Saved data entries
^^^^
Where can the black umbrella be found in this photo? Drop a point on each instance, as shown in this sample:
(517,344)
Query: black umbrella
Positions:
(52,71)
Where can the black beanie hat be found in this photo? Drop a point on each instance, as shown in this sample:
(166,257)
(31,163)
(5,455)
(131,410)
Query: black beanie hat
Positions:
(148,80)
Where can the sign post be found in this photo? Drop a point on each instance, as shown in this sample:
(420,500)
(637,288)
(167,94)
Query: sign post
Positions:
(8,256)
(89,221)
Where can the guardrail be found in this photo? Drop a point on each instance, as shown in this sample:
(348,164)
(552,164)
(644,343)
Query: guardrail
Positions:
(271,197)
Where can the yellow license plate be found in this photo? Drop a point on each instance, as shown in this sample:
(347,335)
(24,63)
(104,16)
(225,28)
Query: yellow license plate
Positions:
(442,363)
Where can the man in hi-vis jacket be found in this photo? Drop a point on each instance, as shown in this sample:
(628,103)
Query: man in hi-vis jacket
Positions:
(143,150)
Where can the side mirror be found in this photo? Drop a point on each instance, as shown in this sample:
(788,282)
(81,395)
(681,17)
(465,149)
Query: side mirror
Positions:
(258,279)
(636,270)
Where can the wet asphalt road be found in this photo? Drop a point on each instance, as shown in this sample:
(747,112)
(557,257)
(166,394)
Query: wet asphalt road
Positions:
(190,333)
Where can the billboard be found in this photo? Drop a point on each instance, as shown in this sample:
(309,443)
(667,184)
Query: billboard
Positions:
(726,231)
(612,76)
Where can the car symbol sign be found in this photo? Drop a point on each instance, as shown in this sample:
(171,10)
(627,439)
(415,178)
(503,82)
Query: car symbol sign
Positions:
^^^^
> **Request**: Edit the lines above so that every "Positions" becomes "Coordinates", with nothing else changed.

> **Response**:
Where can the black umbrella be found in this photo? Drop a point on each instance, as shown in this sample:
(517,344)
Query: black umbrella
Coordinates:
(52,71)
Where can the black beanie hat be found in this photo? Drop a point on each instance, as shown in this sample:
(166,257)
(31,163)
(5,455)
(131,410)
Query: black beanie hat
Coordinates:
(148,80)
Where can the sign post be found in this photo? Drop a point on each instance, as shown in this sample:
(420,500)
(637,288)
(167,94)
Query: sign post
Coordinates:
(8,256)
(89,221)
Where can the guardrail be found in this photo? Drop a point on each instance, as shown in this sample:
(348,164)
(552,164)
(644,343)
Query: guardrail
Coordinates:
(271,197)
Where can the yellow license plate be found in this photo? Drop a point on each instance, as shown in this sample:
(347,335)
(24,63)
(104,16)
(225,28)
Query: yellow license plate
Coordinates:
(442,363)
Where can the man in hi-vis jacket be found in this photo? Drop a point on each instance, as shown in this sample:
(628,103)
Query: man in hi-vis jacket
Coordinates:
(143,150)
Where can the side mirror be found in this photo? Drop a point on each instance, as shown in this sample:
(788,282)
(81,395)
(681,17)
(465,149)
Query: side mirror
Coordinates:
(258,279)
(636,270)
Where can the wet asphalt road be found in this photo? Drop a point on each instance, as shown in this sample:
(747,112)
(557,257)
(166,394)
Query: wet asphalt road
Coordinates:
(190,333)
Where can the billboard be found in this photo? Drop a point on each instance, as shown in this sample:
(309,443)
(667,184)
Query: billboard
Coordinates:
(726,231)
(612,76)
Where can the car symbol sign be found in this photo? Drop a point on each instance, as shown in this sample:
(171,10)
(627,439)
(415,178)
(503,82)
Query: car symbol sign
Coordinates:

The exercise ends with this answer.